-- Stored data entries --

>>>>

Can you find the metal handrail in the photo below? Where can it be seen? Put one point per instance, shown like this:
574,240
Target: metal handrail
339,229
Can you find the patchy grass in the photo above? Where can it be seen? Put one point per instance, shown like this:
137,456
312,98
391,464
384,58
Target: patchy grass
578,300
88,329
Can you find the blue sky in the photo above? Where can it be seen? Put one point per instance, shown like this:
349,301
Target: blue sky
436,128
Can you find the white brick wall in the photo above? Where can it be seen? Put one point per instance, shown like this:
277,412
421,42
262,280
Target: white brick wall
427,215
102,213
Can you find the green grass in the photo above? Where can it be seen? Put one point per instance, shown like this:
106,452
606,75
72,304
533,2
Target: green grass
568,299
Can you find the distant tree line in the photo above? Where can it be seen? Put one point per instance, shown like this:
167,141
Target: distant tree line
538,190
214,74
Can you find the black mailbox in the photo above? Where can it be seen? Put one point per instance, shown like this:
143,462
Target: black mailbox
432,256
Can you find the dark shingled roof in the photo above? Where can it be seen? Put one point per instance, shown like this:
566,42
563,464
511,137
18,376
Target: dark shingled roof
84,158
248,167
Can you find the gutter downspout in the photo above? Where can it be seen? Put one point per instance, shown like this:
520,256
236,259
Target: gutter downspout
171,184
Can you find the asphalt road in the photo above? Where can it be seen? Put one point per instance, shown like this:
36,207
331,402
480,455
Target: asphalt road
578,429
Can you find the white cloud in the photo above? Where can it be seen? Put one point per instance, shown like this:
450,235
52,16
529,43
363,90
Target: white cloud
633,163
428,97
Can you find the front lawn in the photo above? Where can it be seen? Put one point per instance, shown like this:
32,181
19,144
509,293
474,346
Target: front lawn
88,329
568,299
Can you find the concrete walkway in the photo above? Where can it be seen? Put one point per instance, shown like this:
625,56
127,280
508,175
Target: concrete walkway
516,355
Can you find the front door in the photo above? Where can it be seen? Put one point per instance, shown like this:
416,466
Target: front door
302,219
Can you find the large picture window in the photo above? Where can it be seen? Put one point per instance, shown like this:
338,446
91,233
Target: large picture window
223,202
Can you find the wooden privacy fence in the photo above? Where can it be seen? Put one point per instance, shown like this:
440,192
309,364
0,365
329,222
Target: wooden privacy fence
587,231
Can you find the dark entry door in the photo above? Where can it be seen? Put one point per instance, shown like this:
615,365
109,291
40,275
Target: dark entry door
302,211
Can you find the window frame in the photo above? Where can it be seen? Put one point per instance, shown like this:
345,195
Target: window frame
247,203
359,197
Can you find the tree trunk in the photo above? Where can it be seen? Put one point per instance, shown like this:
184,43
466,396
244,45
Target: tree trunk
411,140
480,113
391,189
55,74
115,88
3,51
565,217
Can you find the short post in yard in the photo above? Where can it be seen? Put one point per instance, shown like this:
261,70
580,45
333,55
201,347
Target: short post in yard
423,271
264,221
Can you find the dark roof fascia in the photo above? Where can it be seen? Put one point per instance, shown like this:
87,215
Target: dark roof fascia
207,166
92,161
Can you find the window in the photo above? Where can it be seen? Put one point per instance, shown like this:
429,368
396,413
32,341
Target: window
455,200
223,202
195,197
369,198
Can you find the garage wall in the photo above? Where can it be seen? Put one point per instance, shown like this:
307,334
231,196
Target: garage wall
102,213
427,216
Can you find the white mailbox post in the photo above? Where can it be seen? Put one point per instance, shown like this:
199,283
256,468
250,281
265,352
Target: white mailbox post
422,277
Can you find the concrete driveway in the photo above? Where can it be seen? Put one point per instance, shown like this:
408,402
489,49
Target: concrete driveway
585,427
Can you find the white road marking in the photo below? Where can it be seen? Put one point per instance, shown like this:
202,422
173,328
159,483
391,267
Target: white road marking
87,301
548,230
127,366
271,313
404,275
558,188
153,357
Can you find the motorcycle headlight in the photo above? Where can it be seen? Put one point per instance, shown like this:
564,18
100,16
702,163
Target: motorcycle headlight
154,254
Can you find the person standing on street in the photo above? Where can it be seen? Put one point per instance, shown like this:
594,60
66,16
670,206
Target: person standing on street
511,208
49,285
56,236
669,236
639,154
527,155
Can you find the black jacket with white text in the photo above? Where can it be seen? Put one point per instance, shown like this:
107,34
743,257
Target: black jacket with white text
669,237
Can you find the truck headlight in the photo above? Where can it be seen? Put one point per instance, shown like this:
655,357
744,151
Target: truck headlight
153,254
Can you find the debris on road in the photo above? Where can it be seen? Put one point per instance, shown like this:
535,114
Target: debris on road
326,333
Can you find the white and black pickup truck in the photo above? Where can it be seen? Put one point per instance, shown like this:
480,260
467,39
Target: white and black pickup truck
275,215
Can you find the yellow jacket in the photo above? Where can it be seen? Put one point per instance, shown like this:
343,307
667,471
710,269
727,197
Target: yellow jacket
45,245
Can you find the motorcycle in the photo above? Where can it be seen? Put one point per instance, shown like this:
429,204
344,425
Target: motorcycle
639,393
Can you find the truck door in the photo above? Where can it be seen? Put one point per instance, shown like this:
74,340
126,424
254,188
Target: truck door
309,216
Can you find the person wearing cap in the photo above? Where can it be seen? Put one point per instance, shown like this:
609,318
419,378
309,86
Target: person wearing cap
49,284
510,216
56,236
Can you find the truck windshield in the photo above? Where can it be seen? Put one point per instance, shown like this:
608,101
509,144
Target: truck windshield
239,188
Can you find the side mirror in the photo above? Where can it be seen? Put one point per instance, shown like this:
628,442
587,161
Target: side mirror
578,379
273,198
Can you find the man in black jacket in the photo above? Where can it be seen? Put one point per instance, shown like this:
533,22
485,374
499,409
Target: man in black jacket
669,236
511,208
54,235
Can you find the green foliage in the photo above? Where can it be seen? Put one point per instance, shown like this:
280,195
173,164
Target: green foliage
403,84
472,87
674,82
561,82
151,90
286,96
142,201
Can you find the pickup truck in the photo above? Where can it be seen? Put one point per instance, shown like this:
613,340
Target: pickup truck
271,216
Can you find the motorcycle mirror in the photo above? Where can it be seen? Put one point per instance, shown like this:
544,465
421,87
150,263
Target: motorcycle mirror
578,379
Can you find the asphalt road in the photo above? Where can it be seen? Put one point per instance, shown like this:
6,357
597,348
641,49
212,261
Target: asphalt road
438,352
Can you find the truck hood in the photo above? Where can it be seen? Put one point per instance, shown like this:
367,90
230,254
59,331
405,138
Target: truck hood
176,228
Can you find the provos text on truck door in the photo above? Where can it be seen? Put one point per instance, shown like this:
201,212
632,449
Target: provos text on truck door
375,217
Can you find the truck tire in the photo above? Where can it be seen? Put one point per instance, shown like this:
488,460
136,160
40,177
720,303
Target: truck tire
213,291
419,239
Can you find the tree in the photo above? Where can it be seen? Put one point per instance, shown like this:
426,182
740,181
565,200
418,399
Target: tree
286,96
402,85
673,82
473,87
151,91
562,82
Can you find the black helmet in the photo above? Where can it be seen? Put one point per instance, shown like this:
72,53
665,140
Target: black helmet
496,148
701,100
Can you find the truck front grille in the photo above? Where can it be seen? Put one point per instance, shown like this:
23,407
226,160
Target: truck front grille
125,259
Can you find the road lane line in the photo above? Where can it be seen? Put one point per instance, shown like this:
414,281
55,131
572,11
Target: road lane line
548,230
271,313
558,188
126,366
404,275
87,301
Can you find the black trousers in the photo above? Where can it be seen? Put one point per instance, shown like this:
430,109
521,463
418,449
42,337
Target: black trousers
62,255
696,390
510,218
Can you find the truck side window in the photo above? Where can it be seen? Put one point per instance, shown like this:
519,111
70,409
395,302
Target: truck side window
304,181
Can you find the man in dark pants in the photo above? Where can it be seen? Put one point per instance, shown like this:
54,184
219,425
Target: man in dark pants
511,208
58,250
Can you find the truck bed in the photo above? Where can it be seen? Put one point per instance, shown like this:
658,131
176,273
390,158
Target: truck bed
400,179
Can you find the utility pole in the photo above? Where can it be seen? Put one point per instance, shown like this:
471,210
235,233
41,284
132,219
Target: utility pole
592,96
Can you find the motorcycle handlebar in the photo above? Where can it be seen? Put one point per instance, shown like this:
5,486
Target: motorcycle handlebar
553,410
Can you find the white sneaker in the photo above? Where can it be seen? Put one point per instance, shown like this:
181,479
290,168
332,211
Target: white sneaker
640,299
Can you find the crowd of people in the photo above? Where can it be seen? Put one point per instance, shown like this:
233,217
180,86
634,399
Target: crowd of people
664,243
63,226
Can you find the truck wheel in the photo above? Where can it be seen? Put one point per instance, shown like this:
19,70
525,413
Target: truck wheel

<<<<
>>>>

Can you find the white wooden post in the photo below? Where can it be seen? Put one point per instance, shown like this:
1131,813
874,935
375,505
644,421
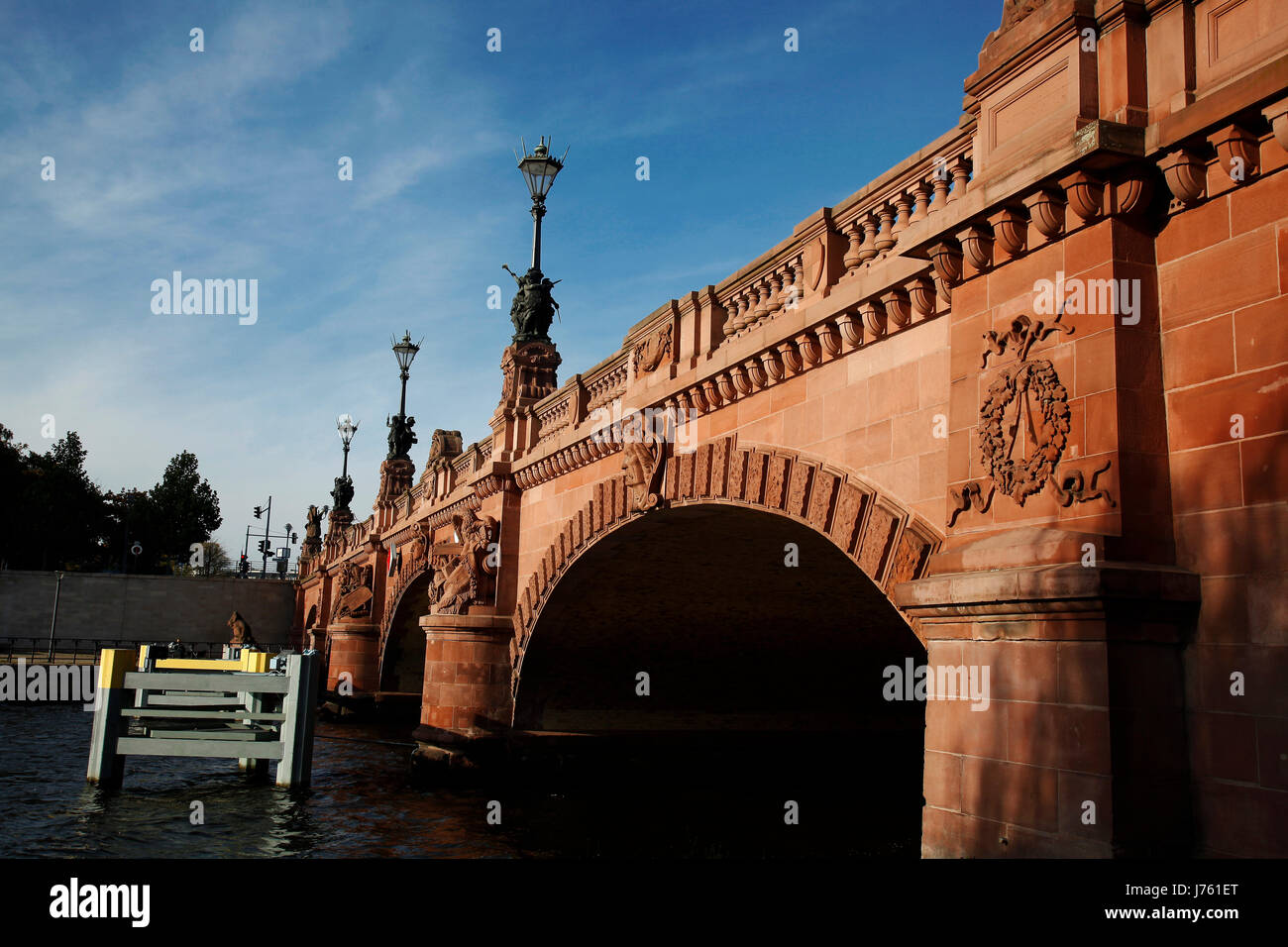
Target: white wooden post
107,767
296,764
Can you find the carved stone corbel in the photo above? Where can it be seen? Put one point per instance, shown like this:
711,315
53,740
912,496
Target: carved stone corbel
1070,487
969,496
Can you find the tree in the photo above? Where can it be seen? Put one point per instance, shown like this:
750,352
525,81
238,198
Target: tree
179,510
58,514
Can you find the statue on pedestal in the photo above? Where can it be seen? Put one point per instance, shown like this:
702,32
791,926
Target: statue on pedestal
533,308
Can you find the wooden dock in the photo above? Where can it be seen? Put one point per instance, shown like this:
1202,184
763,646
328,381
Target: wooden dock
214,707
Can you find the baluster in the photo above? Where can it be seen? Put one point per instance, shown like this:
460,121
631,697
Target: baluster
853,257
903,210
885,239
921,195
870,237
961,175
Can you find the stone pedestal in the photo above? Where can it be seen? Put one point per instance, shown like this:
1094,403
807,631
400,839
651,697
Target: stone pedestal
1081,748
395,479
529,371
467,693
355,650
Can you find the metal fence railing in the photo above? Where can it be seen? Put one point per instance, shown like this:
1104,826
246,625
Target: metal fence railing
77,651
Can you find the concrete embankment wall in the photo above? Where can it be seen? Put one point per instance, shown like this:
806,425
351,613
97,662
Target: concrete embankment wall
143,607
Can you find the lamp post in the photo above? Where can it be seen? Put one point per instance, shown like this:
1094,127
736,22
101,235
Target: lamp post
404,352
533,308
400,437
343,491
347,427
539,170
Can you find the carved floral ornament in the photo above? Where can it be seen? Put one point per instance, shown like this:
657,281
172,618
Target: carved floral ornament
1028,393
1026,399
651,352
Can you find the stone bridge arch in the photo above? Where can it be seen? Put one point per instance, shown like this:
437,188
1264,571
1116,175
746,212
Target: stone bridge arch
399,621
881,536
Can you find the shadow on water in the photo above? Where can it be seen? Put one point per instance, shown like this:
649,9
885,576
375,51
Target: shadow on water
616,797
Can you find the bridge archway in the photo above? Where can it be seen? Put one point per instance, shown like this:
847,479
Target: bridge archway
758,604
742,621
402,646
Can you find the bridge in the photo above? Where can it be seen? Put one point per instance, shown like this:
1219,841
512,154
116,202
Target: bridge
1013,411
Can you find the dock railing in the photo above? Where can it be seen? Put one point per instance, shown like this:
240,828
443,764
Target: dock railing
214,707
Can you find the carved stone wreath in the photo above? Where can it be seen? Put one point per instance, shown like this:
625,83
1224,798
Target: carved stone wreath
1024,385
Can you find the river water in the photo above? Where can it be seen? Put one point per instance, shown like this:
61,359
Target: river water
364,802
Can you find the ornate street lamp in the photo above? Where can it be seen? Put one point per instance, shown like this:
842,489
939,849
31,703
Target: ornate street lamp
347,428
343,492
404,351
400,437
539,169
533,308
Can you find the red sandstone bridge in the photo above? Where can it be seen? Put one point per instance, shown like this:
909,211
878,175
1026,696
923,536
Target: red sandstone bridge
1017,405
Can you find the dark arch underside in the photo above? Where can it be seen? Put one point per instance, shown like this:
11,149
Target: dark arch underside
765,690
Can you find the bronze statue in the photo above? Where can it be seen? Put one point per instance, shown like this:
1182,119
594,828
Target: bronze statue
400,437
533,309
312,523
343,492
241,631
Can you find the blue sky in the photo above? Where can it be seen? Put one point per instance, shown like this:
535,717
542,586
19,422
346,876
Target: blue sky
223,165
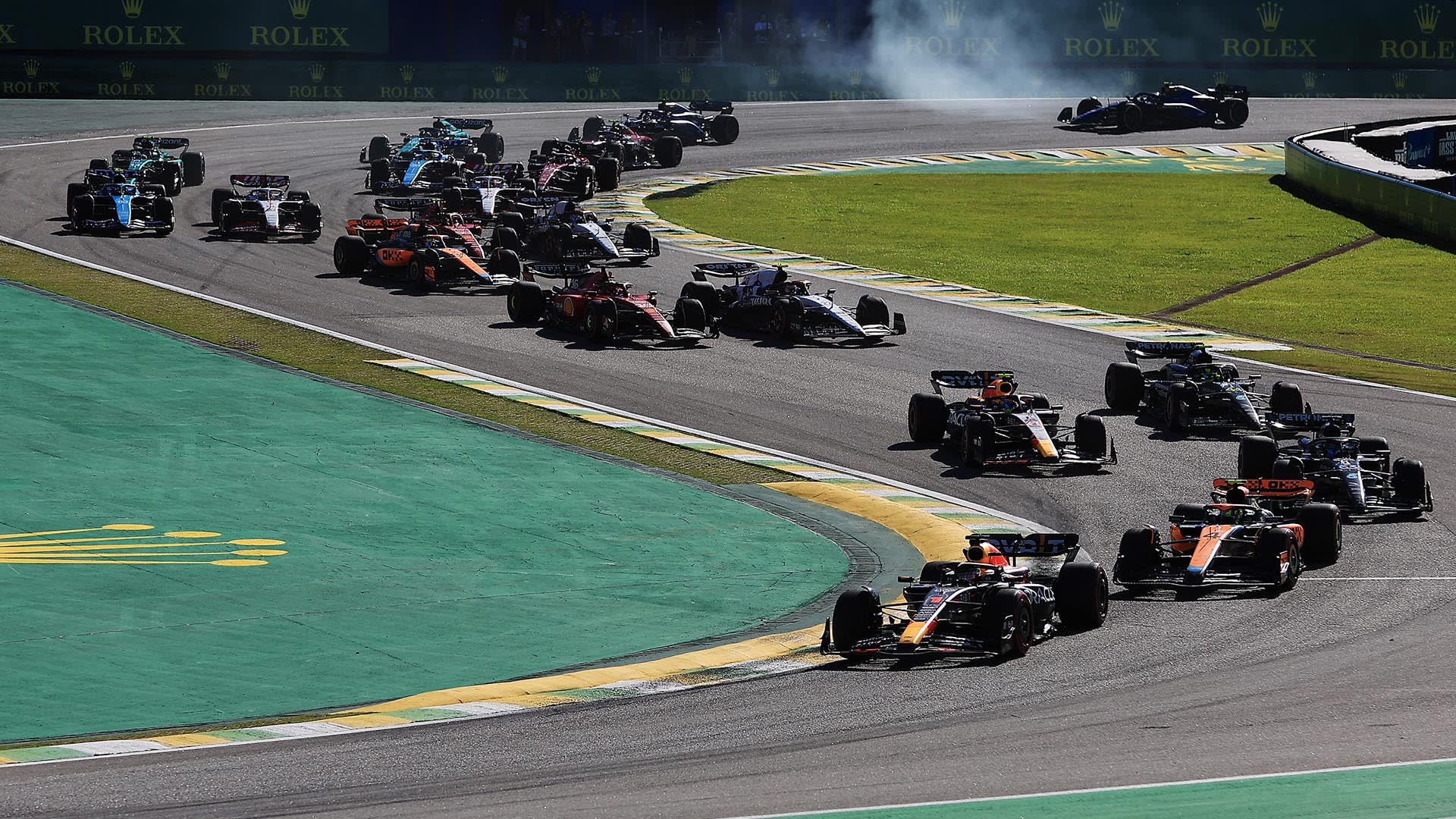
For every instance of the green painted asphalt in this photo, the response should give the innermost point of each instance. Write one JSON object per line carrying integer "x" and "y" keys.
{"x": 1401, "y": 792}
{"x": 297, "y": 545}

<<<<
>>>>

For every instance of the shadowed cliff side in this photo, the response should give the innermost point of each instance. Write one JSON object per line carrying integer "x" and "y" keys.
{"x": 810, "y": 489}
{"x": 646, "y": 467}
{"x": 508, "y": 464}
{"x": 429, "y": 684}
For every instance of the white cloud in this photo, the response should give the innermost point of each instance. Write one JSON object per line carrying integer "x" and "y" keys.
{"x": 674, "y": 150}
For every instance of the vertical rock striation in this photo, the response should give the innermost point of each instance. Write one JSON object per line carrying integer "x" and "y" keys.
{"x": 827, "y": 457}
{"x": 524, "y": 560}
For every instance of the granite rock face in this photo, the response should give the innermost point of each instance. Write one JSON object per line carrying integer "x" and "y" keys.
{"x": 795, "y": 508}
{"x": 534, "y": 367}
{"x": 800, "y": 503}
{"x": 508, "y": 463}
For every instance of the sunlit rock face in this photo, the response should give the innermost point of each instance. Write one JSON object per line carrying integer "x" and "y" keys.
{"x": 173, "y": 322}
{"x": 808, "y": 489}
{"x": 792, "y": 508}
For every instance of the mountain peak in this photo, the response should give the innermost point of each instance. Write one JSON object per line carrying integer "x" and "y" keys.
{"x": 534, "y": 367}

<<<<

-- WORK REQUIRED --
Among the lines above, count those that include the word "below". Give only the result.

-- REPLY --
3